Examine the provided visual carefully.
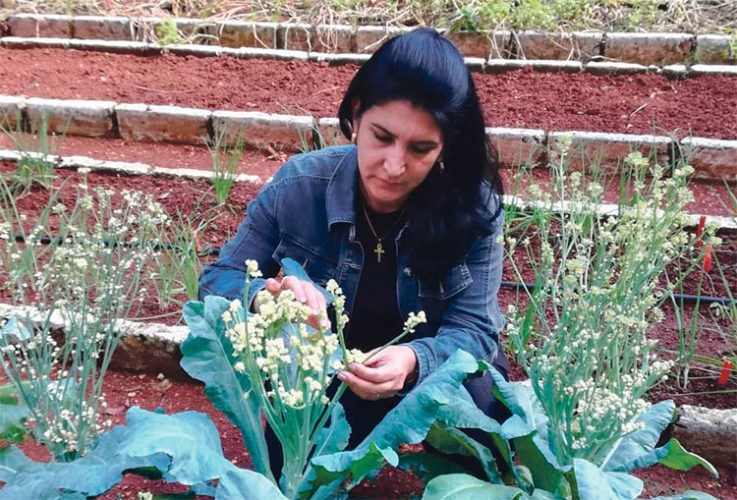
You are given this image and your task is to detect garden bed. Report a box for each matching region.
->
[0,370,737,500]
[0,48,737,139]
[0,19,737,499]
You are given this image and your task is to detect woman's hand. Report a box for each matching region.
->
[255,276,330,330]
[338,345,417,401]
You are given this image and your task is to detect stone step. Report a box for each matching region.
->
[0,36,737,78]
[6,14,737,67]
[0,148,737,231]
[0,96,737,182]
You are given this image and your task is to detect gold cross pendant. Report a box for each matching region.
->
[374,241,386,264]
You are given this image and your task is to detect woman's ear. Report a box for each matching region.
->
[351,99,361,134]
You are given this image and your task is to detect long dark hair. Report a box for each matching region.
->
[338,28,503,278]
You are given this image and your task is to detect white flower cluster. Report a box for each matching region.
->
[508,151,692,460]
[404,311,427,333]
[33,381,112,455]
[325,279,348,331]
[222,261,338,408]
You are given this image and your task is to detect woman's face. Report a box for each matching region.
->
[353,101,443,212]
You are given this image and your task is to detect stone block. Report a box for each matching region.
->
[311,24,356,54]
[0,36,72,49]
[443,31,511,59]
[212,111,315,152]
[67,39,162,56]
[486,127,546,167]
[72,16,135,40]
[7,14,72,38]
[26,97,115,137]
[547,131,673,170]
[276,23,312,52]
[604,33,694,66]
[463,57,486,73]
[694,35,737,64]
[583,61,648,76]
[663,64,688,78]
[673,405,737,470]
[317,118,351,146]
[0,95,25,131]
[166,43,221,57]
[356,26,410,54]
[688,64,737,76]
[309,52,371,66]
[513,31,604,61]
[110,321,189,377]
[681,137,737,182]
[237,47,309,61]
[484,59,583,73]
[176,19,220,45]
[115,104,212,145]
[132,17,218,45]
[217,21,278,49]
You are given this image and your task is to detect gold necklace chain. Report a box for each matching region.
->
[361,200,407,264]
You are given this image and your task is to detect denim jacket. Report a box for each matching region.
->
[199,146,504,382]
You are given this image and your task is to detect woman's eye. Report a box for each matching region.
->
[410,146,433,155]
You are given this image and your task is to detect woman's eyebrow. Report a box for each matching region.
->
[371,122,438,147]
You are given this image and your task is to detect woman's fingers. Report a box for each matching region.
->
[338,371,397,400]
[266,276,330,330]
[338,345,417,399]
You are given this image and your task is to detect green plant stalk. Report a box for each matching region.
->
[510,146,692,464]
[207,130,245,205]
[0,182,164,461]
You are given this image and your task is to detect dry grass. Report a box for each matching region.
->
[0,0,737,34]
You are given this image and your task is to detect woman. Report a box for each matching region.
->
[200,28,506,454]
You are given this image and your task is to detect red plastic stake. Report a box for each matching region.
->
[192,231,200,254]
[717,359,732,385]
[704,245,711,273]
[695,215,706,248]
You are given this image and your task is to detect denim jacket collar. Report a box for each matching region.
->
[325,146,358,229]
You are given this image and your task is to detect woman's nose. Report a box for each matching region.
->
[384,145,407,177]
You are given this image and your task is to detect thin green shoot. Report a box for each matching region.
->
[206,129,245,205]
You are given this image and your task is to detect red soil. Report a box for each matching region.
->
[0,48,737,139]
[0,44,737,499]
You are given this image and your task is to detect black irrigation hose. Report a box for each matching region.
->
[13,234,737,304]
[13,233,220,257]
[501,280,737,304]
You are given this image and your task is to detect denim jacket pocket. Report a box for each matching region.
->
[418,263,473,300]
[272,234,337,286]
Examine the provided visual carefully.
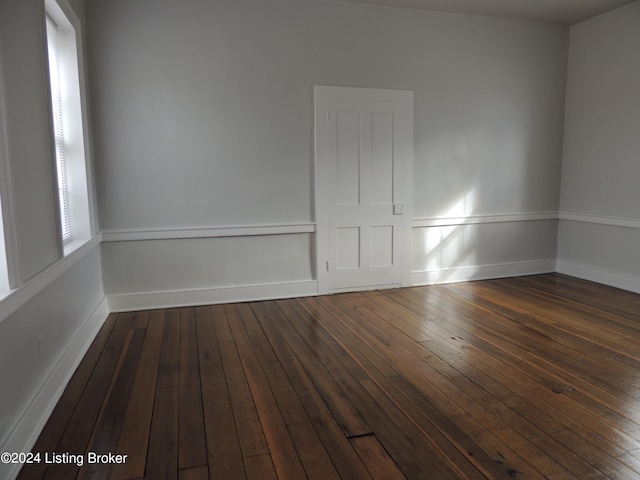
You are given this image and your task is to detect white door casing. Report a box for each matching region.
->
[314,86,413,294]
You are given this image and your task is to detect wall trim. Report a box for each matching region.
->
[0,297,109,478]
[102,223,316,242]
[560,212,640,228]
[556,260,640,293]
[411,212,559,228]
[411,258,556,286]
[107,280,318,312]
[0,234,102,323]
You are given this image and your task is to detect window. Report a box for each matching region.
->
[45,0,91,250]
[0,38,13,292]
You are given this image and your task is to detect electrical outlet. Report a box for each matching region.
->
[38,335,44,361]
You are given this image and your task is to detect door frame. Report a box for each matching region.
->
[314,85,413,295]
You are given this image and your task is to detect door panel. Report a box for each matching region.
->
[316,87,413,293]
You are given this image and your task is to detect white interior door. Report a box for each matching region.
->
[315,87,413,293]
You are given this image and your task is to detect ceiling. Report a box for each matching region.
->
[320,0,636,25]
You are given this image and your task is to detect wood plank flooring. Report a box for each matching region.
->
[19,274,640,480]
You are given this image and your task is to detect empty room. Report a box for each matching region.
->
[0,0,640,480]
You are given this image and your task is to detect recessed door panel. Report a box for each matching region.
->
[315,87,413,293]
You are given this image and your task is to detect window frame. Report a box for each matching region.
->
[43,0,97,255]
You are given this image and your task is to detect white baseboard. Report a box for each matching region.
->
[557,260,640,293]
[0,297,109,479]
[411,259,556,286]
[108,280,318,312]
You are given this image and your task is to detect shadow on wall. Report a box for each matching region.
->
[420,190,476,283]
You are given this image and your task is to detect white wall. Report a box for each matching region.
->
[0,0,108,479]
[86,0,568,308]
[558,2,640,292]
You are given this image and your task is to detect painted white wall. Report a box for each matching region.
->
[558,2,640,292]
[0,246,108,478]
[0,0,61,280]
[0,0,108,479]
[86,0,568,300]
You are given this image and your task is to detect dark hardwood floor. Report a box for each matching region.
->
[19,274,640,480]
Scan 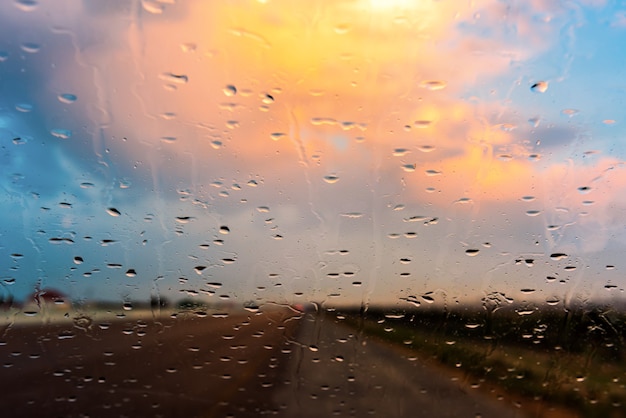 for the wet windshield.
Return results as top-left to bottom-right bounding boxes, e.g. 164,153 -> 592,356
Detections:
0,0 -> 626,417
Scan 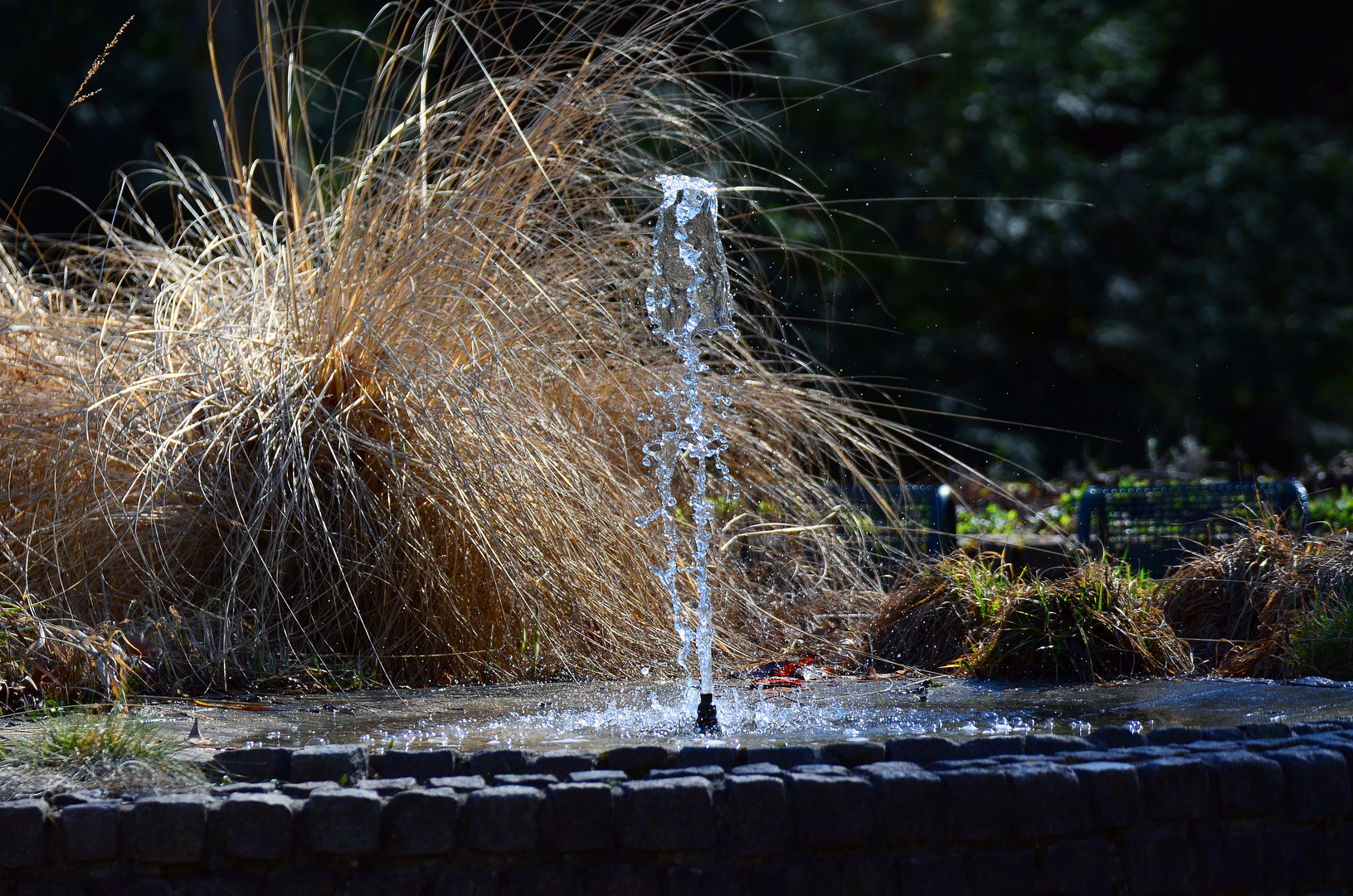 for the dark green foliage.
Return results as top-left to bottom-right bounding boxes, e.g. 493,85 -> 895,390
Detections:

■ Task requirements: Convert everything in the data from the line containing "soil. Report a box for each matching region." down to the line containing "[272,234,337,286]" into a JSON list of strings, with one string per line and blank lines left out.

■ Completed task:
[
  "You are given this image and your task is to detect red soil. Report a box for each matching region.",
  "->",
  "[0,48,737,139]",
  "[0,44,737,499]",
  "You are given this image and your task is to detect black irrigation hose. Report a box for each matching region.",
  "->",
  "[13,234,737,304]",
  "[13,233,220,257]",
  "[501,280,737,304]",
  "You are given this image and your task is to detect denim jacket pocket. Report a box for each matching region.",
  "->",
  "[418,263,473,300]",
  "[272,234,337,286]"
]